Exercise details:
Could you output each record below exactly as it stands and leave the pictures out?

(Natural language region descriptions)
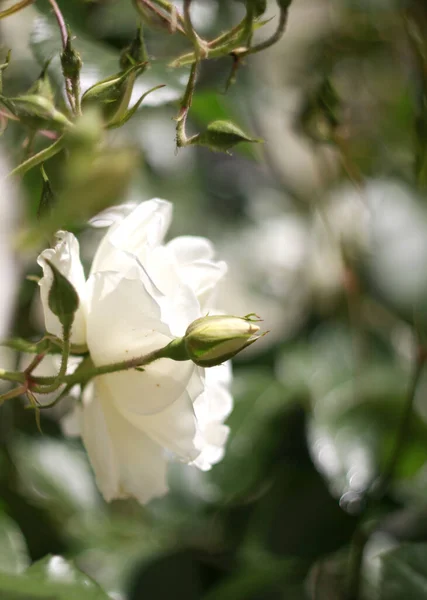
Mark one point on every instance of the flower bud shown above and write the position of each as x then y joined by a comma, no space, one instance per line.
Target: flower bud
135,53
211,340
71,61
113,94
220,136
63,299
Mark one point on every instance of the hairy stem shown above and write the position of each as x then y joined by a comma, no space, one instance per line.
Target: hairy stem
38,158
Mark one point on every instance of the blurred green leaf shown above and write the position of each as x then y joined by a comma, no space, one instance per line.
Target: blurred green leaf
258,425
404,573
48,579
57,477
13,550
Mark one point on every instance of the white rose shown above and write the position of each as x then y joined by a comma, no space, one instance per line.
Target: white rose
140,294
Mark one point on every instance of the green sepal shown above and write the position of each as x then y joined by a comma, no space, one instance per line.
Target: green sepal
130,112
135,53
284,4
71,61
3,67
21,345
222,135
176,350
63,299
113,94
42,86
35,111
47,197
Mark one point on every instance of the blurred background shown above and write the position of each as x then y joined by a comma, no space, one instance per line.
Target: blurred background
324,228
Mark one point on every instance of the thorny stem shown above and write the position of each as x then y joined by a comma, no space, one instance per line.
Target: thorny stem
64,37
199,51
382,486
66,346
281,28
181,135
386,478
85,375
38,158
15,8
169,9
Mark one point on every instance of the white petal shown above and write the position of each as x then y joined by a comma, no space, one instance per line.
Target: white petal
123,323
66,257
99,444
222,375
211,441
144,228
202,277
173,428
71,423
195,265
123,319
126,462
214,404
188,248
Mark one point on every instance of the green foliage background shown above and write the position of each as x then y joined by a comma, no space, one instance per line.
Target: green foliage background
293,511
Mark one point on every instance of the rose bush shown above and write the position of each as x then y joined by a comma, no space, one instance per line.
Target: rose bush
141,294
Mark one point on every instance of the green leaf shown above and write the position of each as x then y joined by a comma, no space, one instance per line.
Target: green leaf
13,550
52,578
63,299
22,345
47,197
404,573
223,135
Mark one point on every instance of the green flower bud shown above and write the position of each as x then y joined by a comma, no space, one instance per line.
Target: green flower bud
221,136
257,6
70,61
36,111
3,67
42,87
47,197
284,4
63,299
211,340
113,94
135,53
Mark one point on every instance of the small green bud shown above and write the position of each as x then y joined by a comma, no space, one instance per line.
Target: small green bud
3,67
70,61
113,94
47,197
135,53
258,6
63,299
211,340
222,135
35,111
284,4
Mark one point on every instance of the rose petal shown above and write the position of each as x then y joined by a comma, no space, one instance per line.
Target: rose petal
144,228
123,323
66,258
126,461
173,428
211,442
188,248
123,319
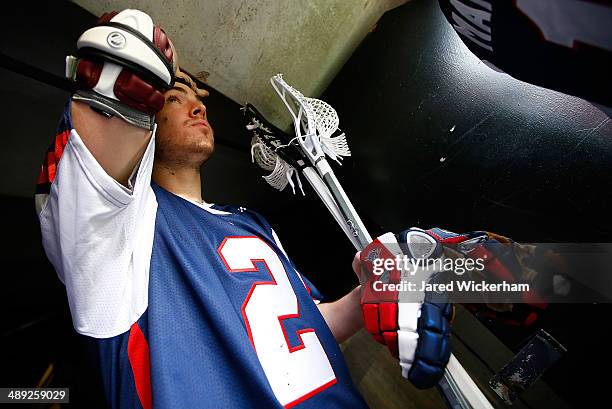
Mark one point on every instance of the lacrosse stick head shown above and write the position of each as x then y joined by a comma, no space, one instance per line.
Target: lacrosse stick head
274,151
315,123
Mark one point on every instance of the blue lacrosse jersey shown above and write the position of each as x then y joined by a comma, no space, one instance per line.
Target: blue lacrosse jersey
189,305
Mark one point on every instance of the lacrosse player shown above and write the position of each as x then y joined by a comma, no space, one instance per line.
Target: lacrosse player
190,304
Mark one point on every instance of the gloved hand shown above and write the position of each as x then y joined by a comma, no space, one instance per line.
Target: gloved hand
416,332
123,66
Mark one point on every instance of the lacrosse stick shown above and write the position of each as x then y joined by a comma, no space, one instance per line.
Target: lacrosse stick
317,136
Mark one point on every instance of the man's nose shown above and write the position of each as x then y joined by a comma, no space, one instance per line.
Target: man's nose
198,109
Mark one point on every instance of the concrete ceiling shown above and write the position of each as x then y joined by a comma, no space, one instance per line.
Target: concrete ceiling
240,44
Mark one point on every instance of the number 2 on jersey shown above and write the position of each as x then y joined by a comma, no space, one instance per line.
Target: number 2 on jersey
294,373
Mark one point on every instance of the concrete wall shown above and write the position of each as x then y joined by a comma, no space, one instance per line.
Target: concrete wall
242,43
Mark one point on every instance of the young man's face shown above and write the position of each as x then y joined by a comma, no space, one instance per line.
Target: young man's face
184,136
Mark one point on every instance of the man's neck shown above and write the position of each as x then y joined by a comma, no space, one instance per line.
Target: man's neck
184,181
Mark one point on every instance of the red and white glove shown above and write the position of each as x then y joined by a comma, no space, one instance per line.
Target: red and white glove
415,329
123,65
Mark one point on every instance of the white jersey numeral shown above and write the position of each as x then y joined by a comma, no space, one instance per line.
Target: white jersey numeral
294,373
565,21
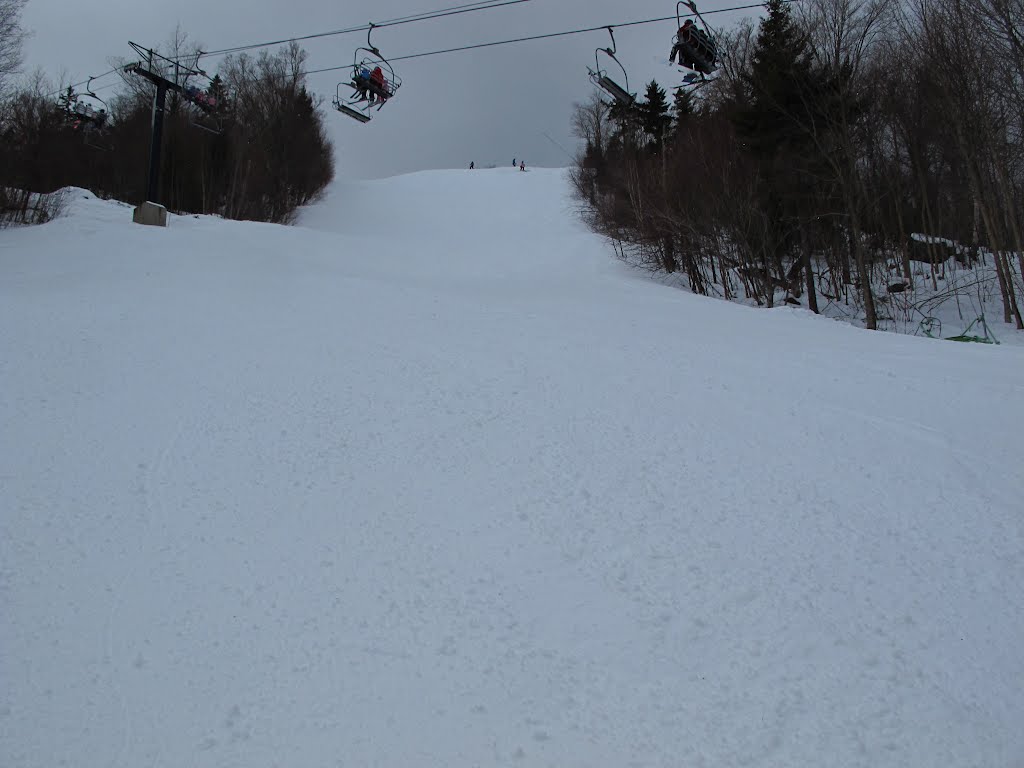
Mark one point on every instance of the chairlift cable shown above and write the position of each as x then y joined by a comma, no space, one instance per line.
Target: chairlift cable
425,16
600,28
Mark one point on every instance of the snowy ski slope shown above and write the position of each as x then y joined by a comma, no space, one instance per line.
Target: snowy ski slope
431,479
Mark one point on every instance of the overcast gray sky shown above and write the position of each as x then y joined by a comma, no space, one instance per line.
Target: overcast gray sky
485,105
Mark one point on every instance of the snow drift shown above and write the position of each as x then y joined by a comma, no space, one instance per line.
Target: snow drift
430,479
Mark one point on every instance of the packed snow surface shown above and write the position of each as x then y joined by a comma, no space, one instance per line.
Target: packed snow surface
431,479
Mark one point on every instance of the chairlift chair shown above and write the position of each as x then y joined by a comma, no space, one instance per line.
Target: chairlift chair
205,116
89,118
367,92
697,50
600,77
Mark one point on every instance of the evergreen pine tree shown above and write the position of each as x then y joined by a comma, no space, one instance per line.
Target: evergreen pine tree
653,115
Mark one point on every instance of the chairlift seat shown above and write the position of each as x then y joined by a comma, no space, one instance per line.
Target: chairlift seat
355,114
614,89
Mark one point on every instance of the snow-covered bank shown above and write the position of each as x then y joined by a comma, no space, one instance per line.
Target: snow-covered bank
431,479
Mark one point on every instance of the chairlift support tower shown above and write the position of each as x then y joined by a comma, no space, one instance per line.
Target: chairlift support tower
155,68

Answer to this task:
Mark one point on every instance of the flower bud shown above and write the position of each as x then y joined by a comma, no space, one instance per line.
Target: flower bud
135,53
211,340
71,61
113,94
220,136
63,299
Mark one point on every instance of the hairy stem shown above and write the position of each as x then y joined by a comma, no space, one instance per line.
Target: hairy stem
38,158
Mark one point on every instance of the blurred green leaf shown above and write the position of each as x then y joined by a comma, no space, one instance per line.
Target: blurred green leaf
258,425
404,573
48,579
57,477
13,550
Mark one point on every instance of the white rose shown above and write the position of each as x then y joined by a comma, no space, one instance per line.
Target: white rose
140,294
Mark one point on every instance of the green sepal shown above and write the position of each as x then y joined by a comma, no space, one instance per line.
Target: green sepal
130,112
135,53
284,4
71,61
3,67
21,345
222,135
176,350
63,299
113,94
42,86
35,111
47,197
Mark one point on every instance of the blurred background shown above and write the position of each as x then y joined by a comma, no space, one instance per line.
Target: blurred background
324,228
Mark one point on every instance of the thorny stem shown above and write the position of each as x then y joined by a comma, no space, one instance per line.
Target: thorny stem
64,37
199,51
382,486
66,346
281,28
181,135
386,478
85,375
38,158
15,8
169,9
Mark one point on every instance of the white petal shown above and write the position of each as x then y joined by a comma, no space, one instance per line.
Target: white petal
123,323
66,257
99,444
222,375
211,441
144,228
202,277
173,428
71,423
195,265
123,319
126,462
214,404
188,248
Mark one point on every instance of the green foliage background shown above and write the position of each as x then y joined by a comma, no space, one instance per line.
Target: green foliage background
293,511
Mark one point on every instance of the rose bush shown above and write the position of each as x then y joined by a comma, no space, one instance per line.
Target: rose bush
141,294
Mark one point on every instance of the green leaf shown above and write the position of each as x then y joined by a comma, no space, one instance per line.
Target: green leaf
13,550
52,578
63,299
22,345
47,197
404,573
223,135
Mark one point on every instance of the green flower bud shown above and write the position of each as x then y joined by a comma, no space, one instance per line.
Target: green flower bud
221,136
257,6
70,61
36,111
3,67
42,87
47,197
284,4
63,299
211,340
113,94
135,53
Mark one point on every instance of the small green bud shown above and write the position of each as x then y joined by a comma, no space, one instance per line.
Target: small green bud
3,67
70,61
113,94
47,197
135,53
258,6
63,299
211,340
222,135
35,111
284,4
Mark one point on every instance of the rose petal shown above and write the position of each as x then y joined by a comma, no space, one instance per line.
Target: rose petal
144,228
123,323
66,258
126,461
173,428
211,442
188,248
123,319
Mark one point on every instance of the lacrosse stick head shown above and write the position of each as x then y joined by a comma, no space, one instance per line.
Target: lacrosse stick head
274,151
315,123
Mark one point on every instance of the blue lacrosse jersey shown above and write the position of each as x then y joined by a comma, no space, one instance per line.
Target: blue lacrosse jersey
189,305
Mark one point on every instance of the lacrosse player shown above and write the position of each as x then y joined by a comma, no space, one instance per line.
Target: lacrosse player
190,304
Mark one point on every instance of the gloved hand shown above and write the position of each as x then y joined by a comma, no space, one instance per line.
Target: gloved hand
416,332
123,66
Mark one point on every instance of the lacrosse stick shown above and write the position of each as x then y joined by a comma, no space, one instance per line.
Target: lacrosse stick
317,136
Mark one point on every instance of the man's nose shown above and write the position of each as x then y joined by a comma, no space, one instance per line.
Target: man's nose
198,109
Mark one point on every instance of the concrete ceiling shown above and write the position of each as x then y joined by a comma, no space, one instance per line.
Target: concrete ceiling
240,44
Mark one point on every instance of the number 2 on jersey shown above and write the position of each as x then y joined by a comma, no space, one instance per line.
Target: number 2 on jersey
294,373
Mark one point on every instance of the concrete wall shown above and write the position of each as x then y joined by a comma, no space, one instance per line.
Target: concrete wall
242,43
Mark one point on every instance of the young man's face shown above and write the position of each as x then y joined by a comma, no space, one instance per line.
Target: young man's face
184,136
Mark one point on every instance of the man's neck shown above and write the position of each as x then y joined by a comma, no space, one instance per line.
Target: man's neck
184,181
Mark one point on every instance of the red and white glove shown above and write the position of each as x then y joined by a comma, no space, one instance per line.
Target: red and white glove
415,329
123,65
Mark one point on every instance of the white jersey numeral shown above and write the position of each as x then y joined by a comma, no space, one instance per line.
Target: white jersey numeral
294,373
565,21
Mark one point on every instance of the chairlift cable shown above and write the position of each as x then y joined by a comma, no space, one instance per line.
Target: chairlift cable
425,16
600,28
Mark one point on every instance of the snowy ski slope shown above and write the position of each as x then y joined by a comma, no space, one instance per line.
Target: snowy ski slope
431,479
Mark one point on every instance of the overcast gray sky shown above and write the position of each as x then y joined by a comma, no space, one instance per line.
Target: overcast gray sky
485,105
Mark one point on every instance of the snow drift shown above and write the position of each as x then y joined by a comma, no space, one instance per line.
Target: snow drift
430,479
Mark one point on every instance of the packed snow surface shown above and write the position of each as x then y joined by a comma, no space, one instance per line.
Target: packed snow surface
431,479
Mark one point on every instance of the chairlift chair shown above and write the position of each as x then y joined by a comma, no space, one instance per line.
Target: chairlift chair
205,116
89,118
367,92
697,50
600,77
Mark one point on every instance of the evergreen pine tree shown above and write the position of each as x then y joined by a comma, no space, one instance per line.
Target: evergreen pine tree
653,115
Mark one point on every instance of the chairlift seat shown above and write the position of each as x then y joined by a comma, no space, one instance per line.
Target: chairlift seat
355,114
614,89
Mark one point on every instance of the snow-covered bank shown above and write the position of each as x then y joined by a comma, no space, one instance per line.
Target: snow-covered bank
431,479
Mark one point on every instance of the chairlift support tower shown above and write the position of each as x then y joined by a comma, no space, one instance per line.
Target: chairlift support tower
155,68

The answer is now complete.